• _PASSAGE PROVIDED_:
------------

Elliptic Curve Diffie Hellman (ECDH) is an Elliptic Curve variant of the standard Diffie Hellman algorithm. See Elliptic Curve Cryptography for an overview of the basic concepts behind Elliptic Curve algorithms.

ECDH is used for the purposes of key agreement. Suppose two people, Alice and Bob, wish to exchange a secret key with each other. Alice will generate a private key d_{A} and a public key Q_{A}=d_{A}G (where G is the generator for the curve). Similarly Bob has his private key d_{B} and a public key Q_{B}=d_{B}G. If Bob sends his public key to Alice then she can calculate d_{A}Q_{B}=d_{A}d_{B}G. Similarly if Alice sends her public key to Bob, then he can calculate d_{b}Q_{A}=d_{A}d_{B}G. The shared secret is the x co-ordinate of the calculated point d_{A}d_{B}G. Any eavesdropper would only know Q_{A} and Q_{B}, and would be unable to calculate the shared secret.

------------

• _ROWS_:
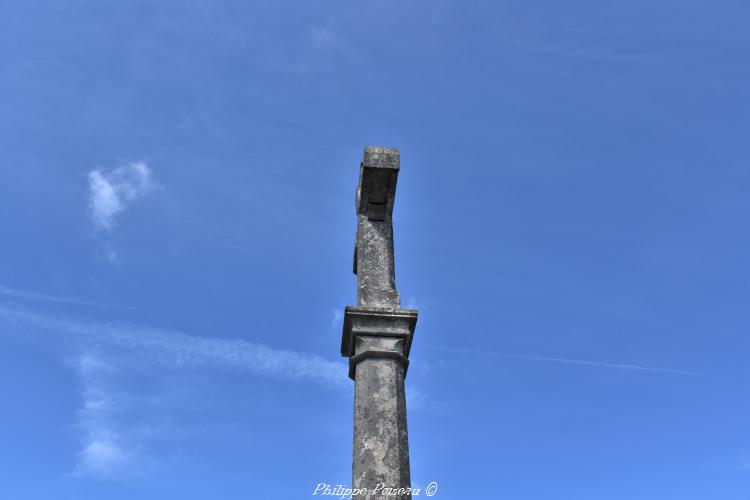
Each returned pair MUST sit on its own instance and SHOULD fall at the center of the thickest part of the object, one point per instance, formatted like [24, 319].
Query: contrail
[569, 361]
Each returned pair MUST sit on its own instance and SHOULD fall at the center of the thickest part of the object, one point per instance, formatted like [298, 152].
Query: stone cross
[377, 338]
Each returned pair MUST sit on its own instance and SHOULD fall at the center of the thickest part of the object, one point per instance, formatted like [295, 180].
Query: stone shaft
[377, 338]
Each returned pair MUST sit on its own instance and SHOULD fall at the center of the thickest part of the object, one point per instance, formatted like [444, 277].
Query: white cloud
[337, 317]
[111, 191]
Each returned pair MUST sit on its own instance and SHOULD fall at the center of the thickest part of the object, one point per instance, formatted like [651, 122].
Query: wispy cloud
[111, 191]
[571, 361]
[133, 383]
[337, 317]
[102, 452]
[180, 350]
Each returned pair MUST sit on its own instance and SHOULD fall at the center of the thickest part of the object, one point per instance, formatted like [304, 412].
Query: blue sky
[177, 220]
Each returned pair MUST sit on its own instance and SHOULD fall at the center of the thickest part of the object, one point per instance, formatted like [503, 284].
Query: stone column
[377, 338]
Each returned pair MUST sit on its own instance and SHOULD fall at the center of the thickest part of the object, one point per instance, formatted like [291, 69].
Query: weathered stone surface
[377, 335]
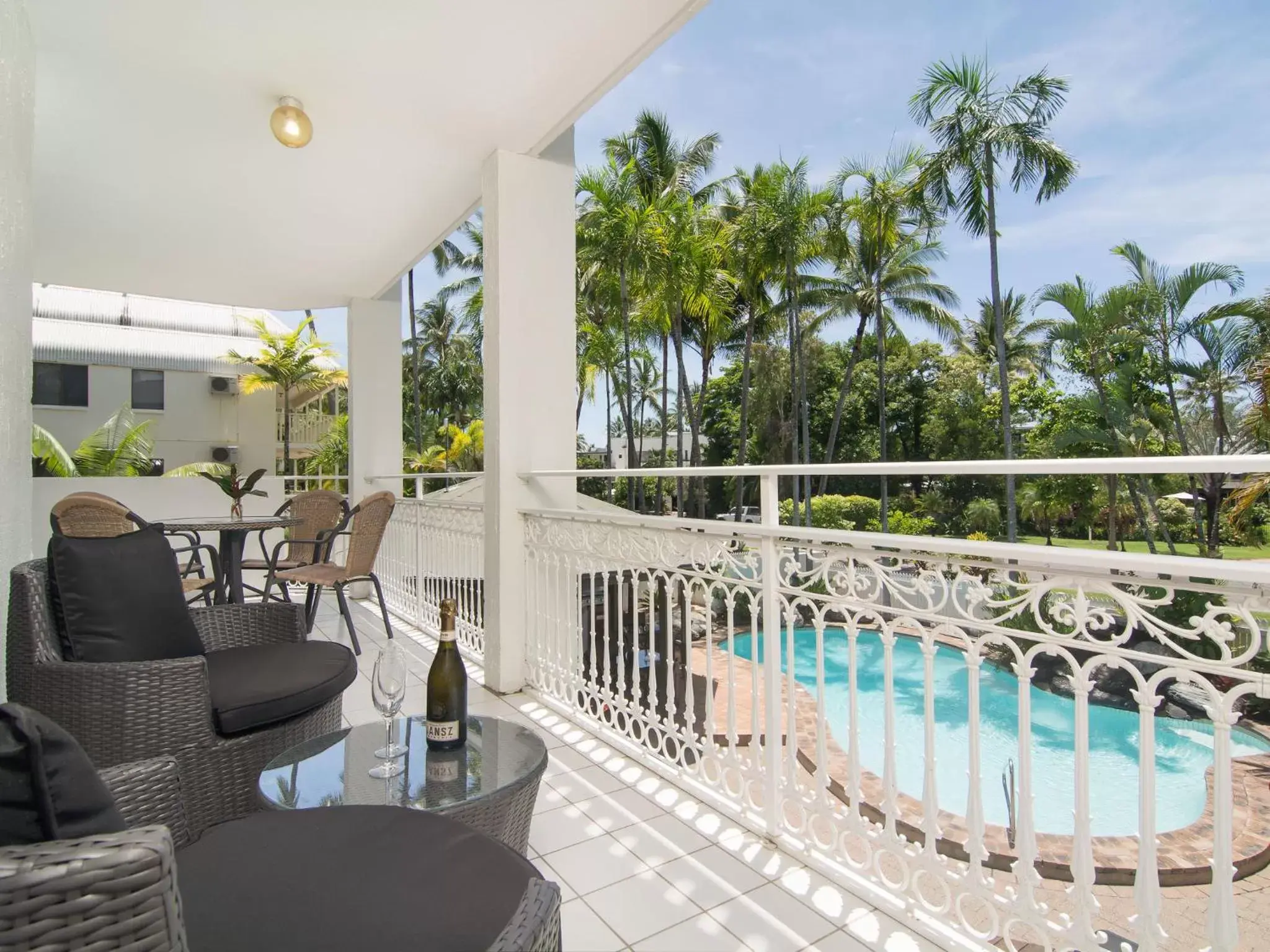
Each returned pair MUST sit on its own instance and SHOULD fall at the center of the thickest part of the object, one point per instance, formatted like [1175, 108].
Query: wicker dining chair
[321, 512]
[97, 516]
[368, 521]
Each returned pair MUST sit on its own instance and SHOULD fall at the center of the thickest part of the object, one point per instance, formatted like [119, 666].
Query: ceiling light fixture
[291, 126]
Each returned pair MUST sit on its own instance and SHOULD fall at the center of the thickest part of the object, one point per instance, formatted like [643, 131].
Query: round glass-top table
[489, 783]
[233, 539]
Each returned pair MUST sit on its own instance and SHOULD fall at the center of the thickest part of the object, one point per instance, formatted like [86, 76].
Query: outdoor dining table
[233, 539]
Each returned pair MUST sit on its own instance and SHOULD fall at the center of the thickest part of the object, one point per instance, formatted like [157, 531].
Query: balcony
[984, 742]
[306, 428]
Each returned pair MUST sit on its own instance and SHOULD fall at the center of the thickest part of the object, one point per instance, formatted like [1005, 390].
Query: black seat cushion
[260, 684]
[349, 878]
[121, 598]
[48, 788]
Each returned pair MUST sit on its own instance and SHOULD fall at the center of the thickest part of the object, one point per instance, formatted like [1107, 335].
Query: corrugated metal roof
[86, 306]
[76, 325]
[71, 342]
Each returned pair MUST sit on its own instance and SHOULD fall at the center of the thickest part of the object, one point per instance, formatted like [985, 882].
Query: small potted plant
[236, 487]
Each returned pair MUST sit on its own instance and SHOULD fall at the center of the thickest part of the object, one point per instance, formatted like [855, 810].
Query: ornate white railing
[306, 428]
[925, 674]
[433, 551]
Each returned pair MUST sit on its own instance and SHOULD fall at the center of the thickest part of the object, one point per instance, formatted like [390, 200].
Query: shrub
[836, 512]
[1178, 518]
[905, 524]
[984, 516]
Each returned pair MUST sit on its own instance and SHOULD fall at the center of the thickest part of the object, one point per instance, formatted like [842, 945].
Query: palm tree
[1100, 333]
[1026, 348]
[1044, 501]
[118, 447]
[469, 259]
[894, 245]
[293, 362]
[1169, 295]
[665, 168]
[613, 234]
[793, 215]
[747, 248]
[978, 126]
[687, 281]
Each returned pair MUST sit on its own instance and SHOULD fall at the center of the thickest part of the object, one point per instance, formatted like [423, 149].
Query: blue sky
[1168, 115]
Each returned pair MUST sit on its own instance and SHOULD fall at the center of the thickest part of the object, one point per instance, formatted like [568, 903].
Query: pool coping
[1183, 856]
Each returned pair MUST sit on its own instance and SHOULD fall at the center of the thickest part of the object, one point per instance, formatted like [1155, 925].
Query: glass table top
[332, 770]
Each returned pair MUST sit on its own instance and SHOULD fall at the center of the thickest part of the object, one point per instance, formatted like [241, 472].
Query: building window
[60, 385]
[148, 390]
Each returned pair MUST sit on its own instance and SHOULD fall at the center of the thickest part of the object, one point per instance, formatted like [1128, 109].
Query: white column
[374, 395]
[530, 375]
[17, 135]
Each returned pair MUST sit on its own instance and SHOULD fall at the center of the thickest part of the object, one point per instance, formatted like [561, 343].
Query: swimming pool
[1184, 749]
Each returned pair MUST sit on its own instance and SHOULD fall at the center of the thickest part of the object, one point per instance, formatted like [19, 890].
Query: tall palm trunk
[1119, 451]
[706, 359]
[626, 391]
[666, 416]
[414, 367]
[998, 333]
[794, 402]
[745, 410]
[1113, 493]
[1181, 441]
[685, 397]
[609, 431]
[842, 397]
[881, 324]
[804, 413]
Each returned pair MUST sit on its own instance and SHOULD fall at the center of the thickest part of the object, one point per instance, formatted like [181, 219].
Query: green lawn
[1139, 546]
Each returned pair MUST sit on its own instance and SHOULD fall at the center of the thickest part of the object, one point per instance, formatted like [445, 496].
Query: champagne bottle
[447, 689]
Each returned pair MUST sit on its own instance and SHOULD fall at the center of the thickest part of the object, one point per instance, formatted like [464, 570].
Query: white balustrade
[990, 733]
[921, 668]
[433, 551]
[306, 428]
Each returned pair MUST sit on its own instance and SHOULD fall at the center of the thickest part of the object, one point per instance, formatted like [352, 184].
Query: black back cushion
[48, 788]
[120, 598]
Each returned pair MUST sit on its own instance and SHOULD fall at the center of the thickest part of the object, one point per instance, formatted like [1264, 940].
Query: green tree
[978, 127]
[1043, 501]
[793, 215]
[1026, 347]
[1169, 296]
[118, 447]
[894, 227]
[293, 362]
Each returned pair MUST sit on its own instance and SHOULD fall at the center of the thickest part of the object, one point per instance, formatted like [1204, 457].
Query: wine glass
[388, 692]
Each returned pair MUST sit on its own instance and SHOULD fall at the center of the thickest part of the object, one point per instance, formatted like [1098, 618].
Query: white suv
[748, 513]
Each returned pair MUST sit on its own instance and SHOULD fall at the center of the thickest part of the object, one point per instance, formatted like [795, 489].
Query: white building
[95, 351]
[651, 447]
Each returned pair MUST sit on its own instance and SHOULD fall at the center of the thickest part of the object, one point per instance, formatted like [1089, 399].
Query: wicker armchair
[131, 711]
[368, 519]
[95, 516]
[120, 890]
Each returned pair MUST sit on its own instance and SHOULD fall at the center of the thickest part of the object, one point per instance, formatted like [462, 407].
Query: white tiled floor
[642, 865]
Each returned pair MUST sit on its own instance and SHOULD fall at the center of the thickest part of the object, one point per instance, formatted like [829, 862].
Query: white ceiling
[156, 172]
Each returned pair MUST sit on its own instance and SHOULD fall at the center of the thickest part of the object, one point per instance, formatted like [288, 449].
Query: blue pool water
[1184, 749]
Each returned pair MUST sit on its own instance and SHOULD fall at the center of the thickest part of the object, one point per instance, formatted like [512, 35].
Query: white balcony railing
[993, 735]
[433, 551]
[306, 428]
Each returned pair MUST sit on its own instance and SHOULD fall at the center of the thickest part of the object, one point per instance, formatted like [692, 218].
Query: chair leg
[311, 601]
[349, 617]
[384, 609]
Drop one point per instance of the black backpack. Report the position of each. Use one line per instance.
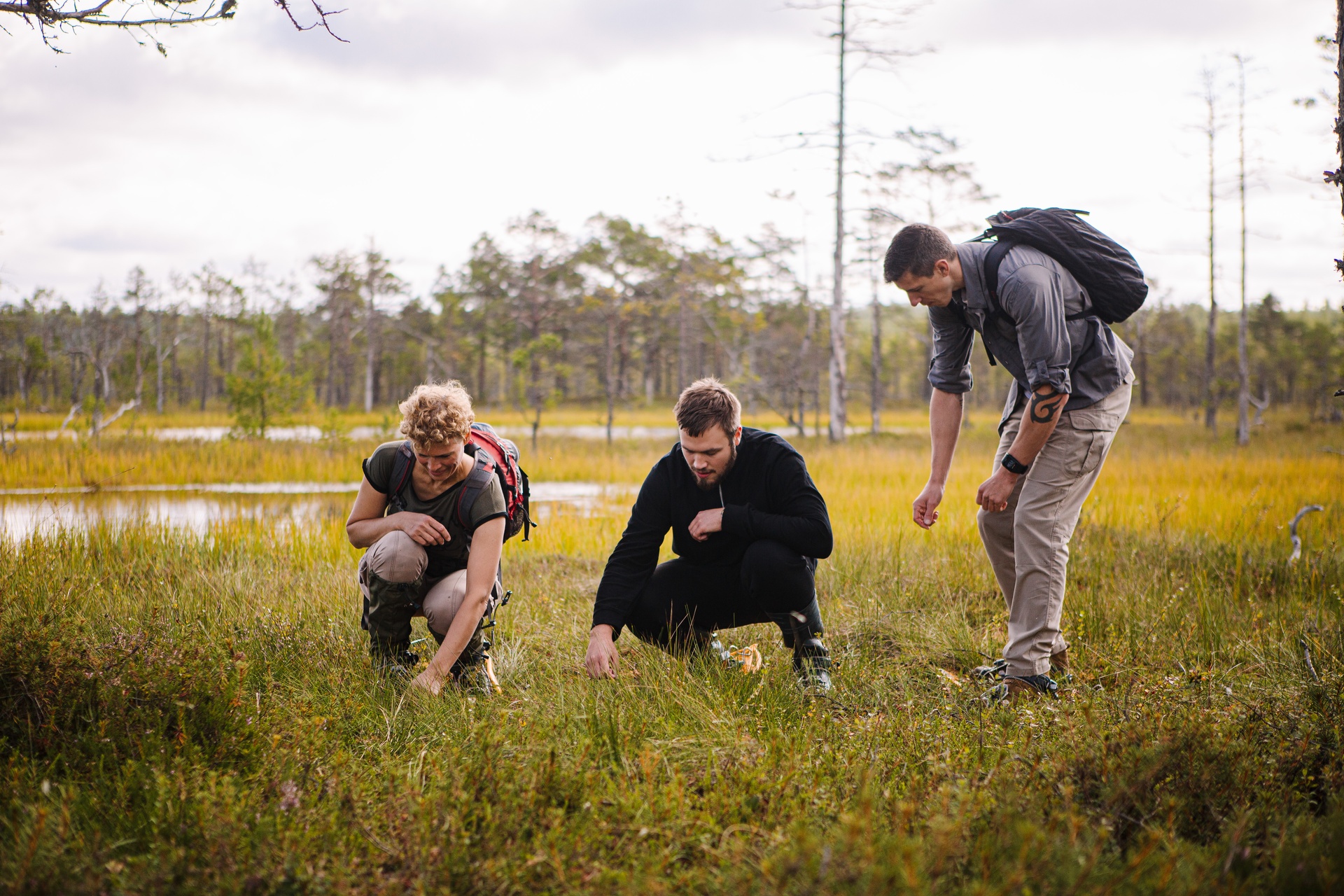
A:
(1104, 267)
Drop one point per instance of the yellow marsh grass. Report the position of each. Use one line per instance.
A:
(1163, 476)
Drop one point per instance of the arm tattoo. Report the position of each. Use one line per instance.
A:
(1044, 405)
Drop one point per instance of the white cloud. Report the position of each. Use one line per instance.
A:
(444, 120)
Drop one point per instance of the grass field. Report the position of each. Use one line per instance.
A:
(198, 715)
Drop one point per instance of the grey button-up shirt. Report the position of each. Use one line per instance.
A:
(1082, 356)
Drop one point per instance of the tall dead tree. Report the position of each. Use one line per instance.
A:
(855, 51)
(1243, 374)
(1211, 342)
(1336, 176)
(838, 355)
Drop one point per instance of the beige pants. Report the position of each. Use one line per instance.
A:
(397, 558)
(1028, 542)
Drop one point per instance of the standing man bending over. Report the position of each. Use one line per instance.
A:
(748, 528)
(1070, 393)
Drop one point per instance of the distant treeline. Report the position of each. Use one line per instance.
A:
(538, 316)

------------

• _REQUIRED WORK_:
**A.** Write out the part of the ECDH passage starting at "ECDH is used" and ending at "the shared secret.", with the wording unchanged.
**B.** From the rows, pull the lines starting at the one containing "like [288, 449]." and ending at the one containing "(1044, 405)", both included, and reproduce them verbatim with the pictures left out.

• _CORRECT ANSWERS_:
**A.**
ECDH is used for the purposes of key agreement. Suppose two people, Alice and Bob, wish to exchange a secret key with each other. Alice will generate a private key d_{A} and a public key Q_{A}=d_{A}G (where G is the generator for the curve). Similarly Bob has his private key d_{B} and a public key Q_{B}=d_{B}G. If Bob sends his public key to Alice then she can calculate d_{A}Q_{B}=d_{A}d_{B}G. Similarly if Alice sends her public key to Bob, then he can calculate d_{b}Q_{A}=d_{A}d_{B}G. The shared secret is the x co-ordinate of the calculated point d_{A}d_{B}G. Any eavesdropper would only know Q_{A} and Q_{B}, and would be unable to calculate the shared secret.

**B.**
Each returned pair MUST sit on its own instance and SHOULD fall at the center of the thickest part of the object, one point per instance, formatted like [288, 449].
Query: blue pool water
[1184, 749]
Each returned pair MUST sit on its own instance and SHOULD fall at the center of the thickest part of the object, one point per instance, formatted like [512, 35].
Query: white balcony railing
[993, 735]
[433, 551]
[306, 428]
Each returned pair MUST sit on its own instance and SHOULD fall at the center of the thickest part of the object, one point per instance, formatted like [692, 218].
Query: chair leg
[311, 601]
[349, 617]
[384, 609]
Drop one point per instance of the black backpack. Report the position of each. Use one line per instance.
A:
(1104, 267)
Drop one point per instance of the yellow marsh grass. Report the position of each. Use one line per instance.
A:
(1163, 476)
Drop one point per instance of the arm tattoo. Report the position of each. Use one line per instance.
A:
(1044, 405)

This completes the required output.